--- WORK ITEM ---
Every line with "detect" in it must be copied from the data.

BEGIN

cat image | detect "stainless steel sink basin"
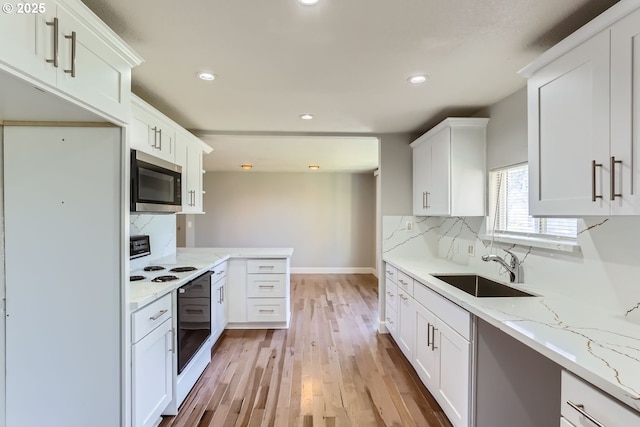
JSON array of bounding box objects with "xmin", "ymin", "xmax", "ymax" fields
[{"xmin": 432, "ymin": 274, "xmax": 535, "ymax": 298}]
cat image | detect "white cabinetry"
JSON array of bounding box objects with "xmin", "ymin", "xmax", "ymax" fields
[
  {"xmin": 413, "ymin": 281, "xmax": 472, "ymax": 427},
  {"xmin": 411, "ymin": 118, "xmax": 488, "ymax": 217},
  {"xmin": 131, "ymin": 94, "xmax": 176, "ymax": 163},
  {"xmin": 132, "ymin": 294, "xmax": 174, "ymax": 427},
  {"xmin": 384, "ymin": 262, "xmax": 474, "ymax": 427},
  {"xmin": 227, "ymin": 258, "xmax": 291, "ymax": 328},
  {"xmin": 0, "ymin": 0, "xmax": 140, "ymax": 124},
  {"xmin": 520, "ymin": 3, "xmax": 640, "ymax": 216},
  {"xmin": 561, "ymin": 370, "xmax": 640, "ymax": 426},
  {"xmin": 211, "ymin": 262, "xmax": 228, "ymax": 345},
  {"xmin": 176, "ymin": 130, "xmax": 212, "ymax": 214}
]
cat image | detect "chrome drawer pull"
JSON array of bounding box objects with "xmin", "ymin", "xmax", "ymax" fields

END
BEGIN

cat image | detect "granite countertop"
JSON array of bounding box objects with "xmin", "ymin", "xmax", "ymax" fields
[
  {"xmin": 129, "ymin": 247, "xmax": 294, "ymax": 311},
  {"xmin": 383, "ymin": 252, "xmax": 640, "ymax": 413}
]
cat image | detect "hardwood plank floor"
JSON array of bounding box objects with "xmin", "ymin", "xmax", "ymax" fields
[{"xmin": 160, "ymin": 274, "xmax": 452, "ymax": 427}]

END
BEGIN

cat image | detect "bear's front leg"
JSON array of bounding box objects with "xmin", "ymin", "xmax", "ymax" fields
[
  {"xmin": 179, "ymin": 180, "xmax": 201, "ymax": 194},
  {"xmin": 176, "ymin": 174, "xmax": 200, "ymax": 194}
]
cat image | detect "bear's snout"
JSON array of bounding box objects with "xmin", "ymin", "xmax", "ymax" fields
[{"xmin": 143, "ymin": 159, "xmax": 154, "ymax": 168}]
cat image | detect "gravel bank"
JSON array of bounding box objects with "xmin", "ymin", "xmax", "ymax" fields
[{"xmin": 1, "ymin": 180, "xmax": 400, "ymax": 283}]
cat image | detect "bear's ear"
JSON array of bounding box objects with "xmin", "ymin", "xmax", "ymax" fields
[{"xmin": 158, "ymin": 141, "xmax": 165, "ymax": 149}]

END

--- COMPLETED TASK ---
cat image | detect "stainless steel sink basin"
cat image | detect "white cabinetry"
cat image | detect "chrome drawer pull"
cat image | detect "granite countertop"
cat image | detect "hardwood plank floor"
cat image | detect "bear's front leg"
cat image | detect "bear's snout"
cat image | detect "gravel bank"
cat image | detect "bear's ear"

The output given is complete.